● Passage
>>>>

Electronics News Updates

Heart On-A-Chip Beats

PORTLAND, Ore. — Living beating hearts on-a-chip were recently created from pluripotent stem cells discovered by 2010 Kyoto Prize Winner, Shinya Yamanaka. Bioengineers at the University of Berkeley aim to create all of the human organs on-a-chip then connect them with micro-fluidic channels to create a complete human-being on-a-wafer.

Heart On-A-Chip Beats

“We have learned how to derive almost any type of human tissue from skin stem cells as was first discovered by Yamanaka,” professor Kevin Healy told EE Times. “Our initial application is drug screening without having to use animals, but putting organs-on-a-chip using the stem cells of the patient could help with genetic diseases as well.”

Heart on-a-chip beats each time it pumps blood through micro-fluidic “veins” in its silicone and polymer container.

(Source: University of California at Berkeley)

As to connecting different organs using micro-fluidic channels to carry blood and natural biological fluids between them, the human-on-a-wafer could be used to study the interaction of drugs among different organs.

<<<<

● Collected material
>>>>

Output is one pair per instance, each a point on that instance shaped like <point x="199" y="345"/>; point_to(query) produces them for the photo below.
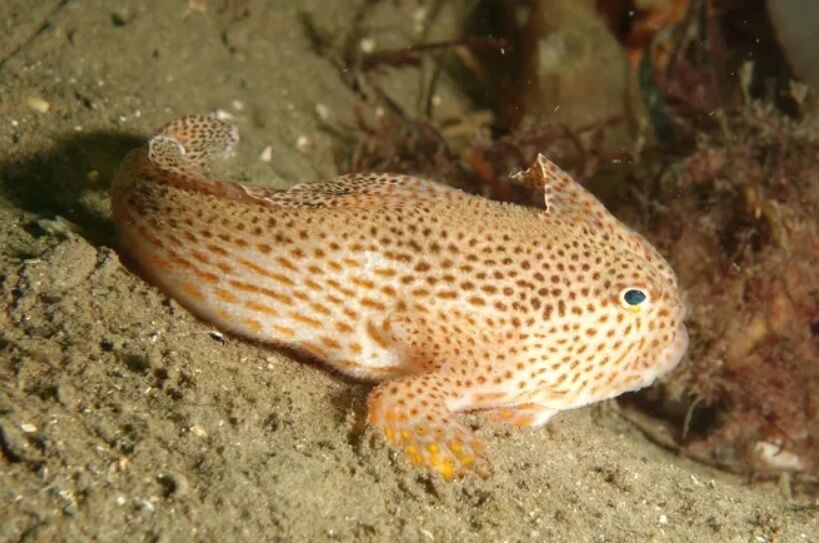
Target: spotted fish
<point x="450" y="301"/>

<<<<

● What you need to do
(a) According to the heart-on-a-chip article, what does professor Kevin Healy name as the initial application of the work?
(b) Reproduce the part of the heart-on-a-chip article starting with "(Source: University of" and going on through "among different organs.".

● Numbered responses
(a) Drug screening without having to use animals.

(b)
(Source: University of California at Berkeley)

As to connecting different organs using micro-fluidic channels to carry blood and natural biological fluids between them, the human-on-a-wafer could be used to study the interaction of drugs among different organs.